§ **Work to complete**:
**a)** Summarize the passage on Hackney's child-friendly planning guidance in two sentences.
**b)** Write the next part of the passage on Hackney's child-friendly planning guidance, picking up right after its final sentence.

§ **Reading passage**:
[START]

The lessons learnt through consultation on the SPD and the engagement guidance outlined in part 5 of the document will inform an update to Planning’s Statement of Community Involvement (SCI) with a dedicated chapter setting out how children and young people can be engaged in planning decisions.
Project Team
ZCD Architects
London Borough of Hackney
Where: London Borough of Hackney (borough wide design guidance)
Timescale: 2 years (September 2019 - July 2021)
Status: Supplementary Planning Document (SPD)
● The SPD provides design guidance to shape high quality neighbourhoods for existing and future residents of the borough.
● Child-friendly design and urban planning is an emerging field that recognises children and young people as key users of the city with rights, needs and aspirations for the built environment. This approach goes beyond designing designated playground provision, towards shaping the physical features of neighbourhoods, towns and cities as a whole to become multi-functional and inclusive.

[END]

§ **Data provided**:

[START]

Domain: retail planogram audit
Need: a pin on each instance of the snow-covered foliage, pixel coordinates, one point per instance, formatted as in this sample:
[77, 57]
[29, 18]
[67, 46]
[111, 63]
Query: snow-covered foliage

[END]

§ **Expected responses**:
**a)** Prepared over two years (September 2019 to July 2021) by a project team of ZCD Architects and the London Borough of Hackney, this borough-wide Supplementary Planning Document gives design guidance to shape high quality neighbourhoods for existing and future residents. It draws on child-friendly design, which treats children and young people as key users of the city and reaches beyond playgrounds to make neighbourhoods multi-functional and inclusive, and lessons from its consultation and engagement guidance will inform an update to Planning's Statement of Community Involvement with a chapter on engaging children and young people in planning decisions.

**b)**
● Children and young people experience and move through their built environment at a different pace, scale and range than adults. It’s therefore important to have a toolkit that provides guidance that supports an alternative understanding of designing spaces and assessing planning applications for such groups who are often under-represented.
● Hackney’s Child Friendly Places SPD seeks to ensure that new development maximises the benefits it brings to all children and young people who study, work, play and live in Hackney. It is the first SPD of its kind in England.
● This highly innovative approach demonstrates the importance of planning considering children and young people in the design of public spaces and the built environment.